» **Stated problem**
Rewrite all the rows below, changing every "balloon" to "party balloon" and keeping everything else the same.

-- Start of Data in this exercise --

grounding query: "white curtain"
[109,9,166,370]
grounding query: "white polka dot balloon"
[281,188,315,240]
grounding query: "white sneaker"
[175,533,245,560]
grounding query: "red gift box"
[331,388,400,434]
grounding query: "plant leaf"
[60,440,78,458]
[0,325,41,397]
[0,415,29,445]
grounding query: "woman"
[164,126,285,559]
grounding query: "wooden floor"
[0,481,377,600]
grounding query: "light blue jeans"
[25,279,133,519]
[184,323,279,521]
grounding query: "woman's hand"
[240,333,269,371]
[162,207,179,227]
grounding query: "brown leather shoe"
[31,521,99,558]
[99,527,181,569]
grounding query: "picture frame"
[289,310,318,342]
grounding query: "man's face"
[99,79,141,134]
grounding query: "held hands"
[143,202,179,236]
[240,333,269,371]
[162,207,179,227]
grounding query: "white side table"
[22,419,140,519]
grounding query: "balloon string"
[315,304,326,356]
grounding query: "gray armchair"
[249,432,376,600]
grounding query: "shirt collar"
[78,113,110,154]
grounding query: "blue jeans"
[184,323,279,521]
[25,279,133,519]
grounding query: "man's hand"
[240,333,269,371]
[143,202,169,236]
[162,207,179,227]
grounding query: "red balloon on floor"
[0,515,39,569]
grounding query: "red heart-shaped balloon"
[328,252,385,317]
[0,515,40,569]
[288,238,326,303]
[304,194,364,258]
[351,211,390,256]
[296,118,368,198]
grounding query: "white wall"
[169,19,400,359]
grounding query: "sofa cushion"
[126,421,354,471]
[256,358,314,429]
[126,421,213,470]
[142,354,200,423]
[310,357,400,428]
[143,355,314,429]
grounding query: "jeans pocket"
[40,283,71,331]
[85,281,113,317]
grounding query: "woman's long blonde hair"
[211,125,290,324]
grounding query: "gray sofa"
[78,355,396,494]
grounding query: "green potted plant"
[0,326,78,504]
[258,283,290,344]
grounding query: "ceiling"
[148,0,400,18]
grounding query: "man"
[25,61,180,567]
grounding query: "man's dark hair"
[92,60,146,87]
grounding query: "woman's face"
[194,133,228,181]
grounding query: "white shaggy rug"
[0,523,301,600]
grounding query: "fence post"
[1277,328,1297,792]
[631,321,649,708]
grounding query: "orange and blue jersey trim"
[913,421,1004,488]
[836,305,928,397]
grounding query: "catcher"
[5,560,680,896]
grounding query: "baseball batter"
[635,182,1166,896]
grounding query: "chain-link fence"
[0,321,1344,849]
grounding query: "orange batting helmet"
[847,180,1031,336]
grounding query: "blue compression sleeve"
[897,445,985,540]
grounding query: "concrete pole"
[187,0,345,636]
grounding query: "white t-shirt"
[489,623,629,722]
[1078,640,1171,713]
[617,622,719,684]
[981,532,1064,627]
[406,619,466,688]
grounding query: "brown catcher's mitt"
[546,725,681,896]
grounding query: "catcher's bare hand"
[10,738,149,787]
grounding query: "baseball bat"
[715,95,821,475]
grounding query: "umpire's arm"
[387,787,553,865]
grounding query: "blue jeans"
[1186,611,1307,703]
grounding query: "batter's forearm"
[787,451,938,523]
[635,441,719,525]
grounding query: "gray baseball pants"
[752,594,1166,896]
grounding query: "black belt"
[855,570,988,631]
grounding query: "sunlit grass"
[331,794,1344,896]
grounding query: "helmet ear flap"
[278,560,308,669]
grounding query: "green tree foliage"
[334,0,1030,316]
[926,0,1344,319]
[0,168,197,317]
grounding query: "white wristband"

-- End of Data in this exercise --

» **Result of the exercise**
grounding query: "white curtain"
[109,9,166,370]
grounding query: "white polka dot party balloon"
[281,188,315,240]
grounding query: "white sneaker"
[175,533,245,560]
grounding query: "red gift box"
[331,388,400,434]
grounding query: "plant leaf"
[60,440,78,458]
[0,325,41,397]
[0,415,29,445]
grounding query: "woman"
[164,126,285,559]
grounding query: "wooden floor"
[0,481,377,600]
grounding query: "light blue jeans"
[25,279,133,519]
[184,323,279,521]
grounding query: "woman's hand"
[240,333,269,371]
[162,207,179,227]
grounding query: "brown leather shoe"
[31,521,99,558]
[99,527,181,569]
grounding query: "picture frame"
[289,310,318,342]
grounding query: "man's face"
[99,79,141,134]
grounding query: "held hands"
[143,202,179,236]
[240,333,269,371]
[162,207,179,227]
grounding query: "white side table"
[22,419,140,519]
grounding query: "party balloon string"
[315,304,326,356]
grounding query: "gray armchair"
[249,432,376,600]
grounding query: "shirt collar"
[78,113,110,154]
grounding query: "blue jeans"
[184,323,279,521]
[25,279,133,519]
grounding query: "man's hand"
[240,333,269,371]
[143,202,169,236]
[162,207,179,227]
grounding query: "red party balloon on floor"
[0,515,39,569]
grounding query: "red heart-shaped party balloon"
[328,252,385,317]
[0,515,40,569]
[288,238,326,303]
[304,194,364,258]
[351,211,390,256]
[296,118,368,198]
grounding query: "white wall"
[169,19,400,359]
grounding query: "sofa cushion"
[126,421,354,471]
[256,358,314,429]
[126,421,213,470]
[142,354,200,423]
[310,357,400,428]
[143,355,314,429]
grounding query: "jeans pocket"
[40,283,71,331]
[85,281,113,317]
grounding query: "woman's long blonde hair"
[211,125,290,324]
grounding query: "gray sofa"
[78,355,396,494]
grounding query: "green potted plant"
[0,326,78,504]
[258,283,290,344]
grounding query: "ceiling"
[148,0,400,18]
grounding query: "man"
[25,61,180,567]
grounding query: "man's dark hair"
[92,60,146,87]
grounding query: "woman's face"
[194,133,228,181]
grounding query: "white shaggy rug"
[0,523,301,600]
grounding query: "fence post"
[1277,328,1297,792]
[631,321,649,708]
grounding query: "orange and blue jersey trim"
[913,421,1004,488]
[836,305,928,397]
grounding query: "catcher"
[5,560,680,896]
grounding query: "baseball batter"
[635,182,1166,896]
grounding query: "chain-link fence"
[0,321,1344,849]
grounding query: "orange batting helmet"
[847,180,1031,336]
grounding query: "blue compression sleeve"
[897,445,985,540]
grounding query: "concrete pole"
[187,0,345,636]
grounding query: "white t-shirt"
[489,623,629,722]
[1078,640,1171,713]
[617,622,719,684]
[981,532,1064,627]
[406,619,466,688]
grounding query: "brown catcher's mitt"
[546,725,681,896]
grounding query: "catcher's bare hand"
[10,738,149,787]
grounding query: "baseball bat"
[715,95,821,475]
grounding query: "umpire's arm"
[387,787,553,865]
grounding query: "blue jeans"
[1186,611,1307,703]
grounding query: "batter's forearm"
[787,451,938,523]
[635,441,719,525]
grounding query: "gray baseball pants"
[752,594,1166,896]
grounding query: "black belt"
[855,570,988,631]
grounding query: "sunlit grass"
[331,794,1344,896]
grounding query: "helmet ear flap"
[278,560,308,669]
grounding query: "green tree foliage"
[334,0,1030,316]
[926,0,1344,319]
[0,168,197,317]
grounding query: "white wristband"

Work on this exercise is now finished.